Exercise brief — Reproduce the passage of the keras RNN notebook below verbatim, starting at "- reviews encoded" and ending at "y_test) = keras.datasets.imdb.load_data(num_words=max_features)".

Excerpted passage —
## START
# Recurrent neural networks (RNNs) in `keras`

Examples: https://github.com/fchollet/keras/tree/master/examples

To consider/compare:

https://github.com/fchollet/keras/blob/master/examples/imdb_fasttext.py

https://github.com/fchollet/keras/blob/master/examples/lstm_benchmark.py

https://github.com/fchollet/keras/blob/master/examples/imdb_bidirectional_lstm.py

In [6]:
import numpy as np
import tensorflow.contrib.keras as keras

## Loading the IMDB sentiment classification dataset

Dataset used here is [IMDB Movie reviews sentiment classification dataset](https://keras.io/datasets/#imdb-movie-reviews-sentiment-classification) available through `keras`:

- 25,000 movies reviews from IMDB
- binary labeling by sentiment (positive/negative)
- reviews encoded as a sequence of integers representing word indices
- words indexed by overall frequency, "1" is corresponds to most frequent word
- `imdb.load_data()` comes with option to consider only the top most frequent words

In [3]:
max_features = 20000
(x_train, y_train), (x_test, y_test) = keras.datasets.imdb.load_data(num_words=max_features)

In [10]:
x_train[0][:5]

[1, 14, 22, 16, 43]

In [11]:
y_train[:5]

array([1, 0, 0, 1, 0])

In [7]:
print(len(x_train), 'train sequences')
print(len(x_test), 'test sequences')
print('Average train sequence length: {}'.format(np.mean(list(map(len, x_train)), dtype=int)))
print('Average test sequence length: {}'.format(np.mean(list(map(len, x_test)), dtype=int)))

25000 train sequences
25000 test sequences
Average train sequence length: 238
Average test sequence length: 230


In [None]:
# TODO do the above by class
## END
Stored data —
## START
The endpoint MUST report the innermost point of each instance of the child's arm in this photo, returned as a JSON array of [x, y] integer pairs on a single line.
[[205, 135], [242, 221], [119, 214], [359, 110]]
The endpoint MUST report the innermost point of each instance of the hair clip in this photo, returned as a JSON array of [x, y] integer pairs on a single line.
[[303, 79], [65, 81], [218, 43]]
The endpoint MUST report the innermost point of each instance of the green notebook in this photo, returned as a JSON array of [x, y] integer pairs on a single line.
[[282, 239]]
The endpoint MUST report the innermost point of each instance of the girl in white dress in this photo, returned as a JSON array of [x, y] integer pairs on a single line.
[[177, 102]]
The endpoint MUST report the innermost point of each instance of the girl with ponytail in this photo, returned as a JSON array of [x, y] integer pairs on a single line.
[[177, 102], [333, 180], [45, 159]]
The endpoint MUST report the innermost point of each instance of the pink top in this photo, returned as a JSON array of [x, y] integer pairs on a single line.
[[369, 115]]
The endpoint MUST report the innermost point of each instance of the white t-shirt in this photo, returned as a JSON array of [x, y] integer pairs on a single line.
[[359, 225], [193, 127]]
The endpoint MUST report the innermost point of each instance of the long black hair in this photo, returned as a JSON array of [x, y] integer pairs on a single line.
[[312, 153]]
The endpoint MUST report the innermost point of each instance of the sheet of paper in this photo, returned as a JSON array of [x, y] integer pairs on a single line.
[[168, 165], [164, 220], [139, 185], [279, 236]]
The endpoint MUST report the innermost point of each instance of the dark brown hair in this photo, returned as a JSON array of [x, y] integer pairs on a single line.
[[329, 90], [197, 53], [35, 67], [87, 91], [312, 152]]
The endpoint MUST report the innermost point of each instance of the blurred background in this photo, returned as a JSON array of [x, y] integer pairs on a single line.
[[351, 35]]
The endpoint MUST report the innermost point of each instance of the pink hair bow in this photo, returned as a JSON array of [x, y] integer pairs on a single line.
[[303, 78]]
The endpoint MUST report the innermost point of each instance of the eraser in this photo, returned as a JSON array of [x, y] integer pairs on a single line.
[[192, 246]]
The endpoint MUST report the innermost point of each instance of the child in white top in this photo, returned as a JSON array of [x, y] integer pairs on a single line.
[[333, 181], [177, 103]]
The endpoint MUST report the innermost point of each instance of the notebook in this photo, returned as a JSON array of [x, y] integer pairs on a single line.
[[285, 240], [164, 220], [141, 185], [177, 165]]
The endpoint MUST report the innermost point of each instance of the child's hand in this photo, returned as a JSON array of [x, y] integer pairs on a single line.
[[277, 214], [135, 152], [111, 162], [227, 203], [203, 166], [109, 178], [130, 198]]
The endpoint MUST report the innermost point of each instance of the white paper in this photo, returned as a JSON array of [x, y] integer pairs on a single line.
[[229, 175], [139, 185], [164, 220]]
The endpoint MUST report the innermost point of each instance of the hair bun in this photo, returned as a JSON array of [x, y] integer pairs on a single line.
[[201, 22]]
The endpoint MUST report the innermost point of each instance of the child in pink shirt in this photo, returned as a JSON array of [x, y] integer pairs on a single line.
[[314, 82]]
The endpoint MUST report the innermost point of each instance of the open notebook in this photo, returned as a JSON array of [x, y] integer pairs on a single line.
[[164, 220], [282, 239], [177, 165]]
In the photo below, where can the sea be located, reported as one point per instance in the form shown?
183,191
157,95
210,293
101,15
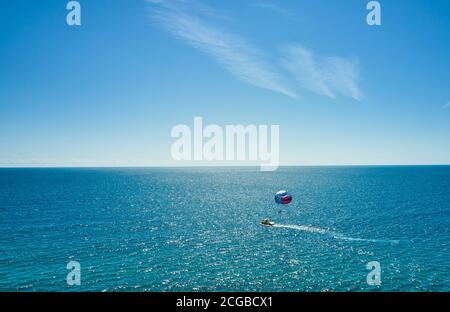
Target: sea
355,228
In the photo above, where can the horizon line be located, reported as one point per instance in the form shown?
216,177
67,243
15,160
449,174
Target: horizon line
219,166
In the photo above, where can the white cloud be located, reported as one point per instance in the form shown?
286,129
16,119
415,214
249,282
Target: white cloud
327,76
188,22
274,8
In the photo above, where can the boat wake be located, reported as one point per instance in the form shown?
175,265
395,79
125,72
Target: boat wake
313,229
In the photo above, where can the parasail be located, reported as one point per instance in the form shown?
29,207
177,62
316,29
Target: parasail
283,197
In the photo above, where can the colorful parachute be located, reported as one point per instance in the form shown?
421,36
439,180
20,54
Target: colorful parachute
283,197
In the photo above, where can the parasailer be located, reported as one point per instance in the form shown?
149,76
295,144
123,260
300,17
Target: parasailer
283,197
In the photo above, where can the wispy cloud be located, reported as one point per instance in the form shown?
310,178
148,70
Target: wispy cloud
190,23
327,76
274,8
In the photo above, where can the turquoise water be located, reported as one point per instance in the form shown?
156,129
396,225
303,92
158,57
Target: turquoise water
198,229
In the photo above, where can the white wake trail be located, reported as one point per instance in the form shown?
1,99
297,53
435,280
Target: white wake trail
313,229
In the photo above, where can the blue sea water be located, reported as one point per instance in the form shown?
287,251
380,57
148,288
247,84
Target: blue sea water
198,229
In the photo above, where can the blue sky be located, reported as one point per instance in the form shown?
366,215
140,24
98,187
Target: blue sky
109,92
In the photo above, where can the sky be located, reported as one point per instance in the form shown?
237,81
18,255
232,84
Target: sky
108,92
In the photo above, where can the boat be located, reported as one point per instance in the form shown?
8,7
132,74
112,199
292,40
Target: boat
267,222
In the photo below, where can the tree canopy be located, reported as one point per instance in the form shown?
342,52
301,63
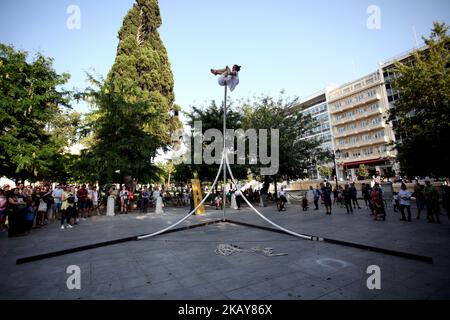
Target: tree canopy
134,112
37,124
421,116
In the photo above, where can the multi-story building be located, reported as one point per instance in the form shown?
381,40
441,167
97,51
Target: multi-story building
316,106
388,71
358,114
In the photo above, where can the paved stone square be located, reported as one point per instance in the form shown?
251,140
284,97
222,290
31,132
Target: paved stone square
184,265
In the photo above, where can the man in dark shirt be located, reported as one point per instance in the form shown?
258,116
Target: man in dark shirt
82,196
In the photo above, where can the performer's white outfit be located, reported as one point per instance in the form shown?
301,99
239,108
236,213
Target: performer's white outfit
233,201
232,81
159,204
110,206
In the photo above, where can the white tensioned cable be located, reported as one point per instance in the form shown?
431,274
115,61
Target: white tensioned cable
260,214
190,213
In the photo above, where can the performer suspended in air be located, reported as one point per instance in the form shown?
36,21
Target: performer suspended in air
228,76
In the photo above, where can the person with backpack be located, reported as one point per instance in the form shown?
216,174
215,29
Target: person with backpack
431,202
404,198
354,195
67,207
377,203
348,199
420,198
124,200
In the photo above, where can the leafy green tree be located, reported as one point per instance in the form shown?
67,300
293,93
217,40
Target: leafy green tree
295,154
421,116
36,122
325,171
134,111
363,171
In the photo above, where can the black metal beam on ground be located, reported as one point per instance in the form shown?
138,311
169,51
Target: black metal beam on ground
406,255
313,238
103,244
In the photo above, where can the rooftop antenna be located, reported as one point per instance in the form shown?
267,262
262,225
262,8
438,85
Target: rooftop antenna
415,36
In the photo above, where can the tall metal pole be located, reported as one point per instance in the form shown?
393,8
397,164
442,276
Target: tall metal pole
225,152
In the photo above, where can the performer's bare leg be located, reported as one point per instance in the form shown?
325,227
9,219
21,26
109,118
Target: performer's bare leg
226,71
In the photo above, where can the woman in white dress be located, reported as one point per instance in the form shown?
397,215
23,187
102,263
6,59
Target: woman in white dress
111,202
159,203
233,201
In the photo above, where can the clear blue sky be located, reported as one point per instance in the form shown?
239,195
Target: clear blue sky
296,45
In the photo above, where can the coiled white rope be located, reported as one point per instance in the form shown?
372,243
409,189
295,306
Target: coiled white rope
229,249
236,184
193,211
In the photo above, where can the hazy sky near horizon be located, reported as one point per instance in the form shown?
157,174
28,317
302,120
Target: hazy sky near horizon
296,45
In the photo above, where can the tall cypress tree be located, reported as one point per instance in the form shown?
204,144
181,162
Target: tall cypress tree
143,64
135,113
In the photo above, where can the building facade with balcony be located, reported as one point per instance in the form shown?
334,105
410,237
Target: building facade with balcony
361,136
316,106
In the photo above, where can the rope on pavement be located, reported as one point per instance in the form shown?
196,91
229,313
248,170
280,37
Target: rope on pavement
236,184
229,249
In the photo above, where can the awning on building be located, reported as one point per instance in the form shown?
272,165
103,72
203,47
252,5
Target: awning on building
368,162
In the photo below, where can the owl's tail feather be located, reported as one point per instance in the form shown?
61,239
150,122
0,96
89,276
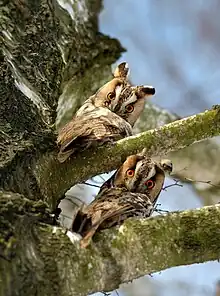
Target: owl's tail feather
87,239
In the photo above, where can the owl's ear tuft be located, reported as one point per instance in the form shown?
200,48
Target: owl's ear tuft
121,71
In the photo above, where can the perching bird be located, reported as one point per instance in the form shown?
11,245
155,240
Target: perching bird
106,116
139,178
111,208
140,173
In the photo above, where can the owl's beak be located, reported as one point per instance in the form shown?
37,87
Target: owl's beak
145,90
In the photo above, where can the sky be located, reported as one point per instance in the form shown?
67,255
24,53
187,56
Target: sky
168,47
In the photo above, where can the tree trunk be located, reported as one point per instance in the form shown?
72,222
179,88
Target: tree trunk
51,61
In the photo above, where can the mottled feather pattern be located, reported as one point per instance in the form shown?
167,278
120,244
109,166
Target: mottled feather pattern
116,104
112,208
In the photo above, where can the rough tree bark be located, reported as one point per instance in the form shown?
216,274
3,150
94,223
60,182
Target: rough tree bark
49,56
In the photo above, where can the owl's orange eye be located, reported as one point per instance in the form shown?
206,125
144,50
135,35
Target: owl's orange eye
130,173
129,108
150,184
111,96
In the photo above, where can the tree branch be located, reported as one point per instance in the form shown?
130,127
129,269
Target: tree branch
55,178
52,265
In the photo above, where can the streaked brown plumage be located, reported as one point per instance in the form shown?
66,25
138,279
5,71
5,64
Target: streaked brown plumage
139,179
105,117
137,173
110,209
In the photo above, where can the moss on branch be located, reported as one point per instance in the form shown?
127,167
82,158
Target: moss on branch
46,262
55,178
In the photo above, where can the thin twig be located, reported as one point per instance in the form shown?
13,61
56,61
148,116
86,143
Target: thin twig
205,182
174,184
89,184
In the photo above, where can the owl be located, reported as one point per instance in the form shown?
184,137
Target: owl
138,179
140,173
111,208
106,116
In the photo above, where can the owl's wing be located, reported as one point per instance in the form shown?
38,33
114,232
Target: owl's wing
113,208
83,132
## END
Result of the exercise —
- reviews encoded as a sequence of integers representing word indices
- words indexed by overall frequency, "1" is corresponds to most frequent word
- `imdb.load_data()` comes with option to consider only the top most frequent words

In [3]:
max_features = 20000
(x_train, y_train), (x_test, y_test) = keras.datasets.imdb.load_data(num_words=max_features)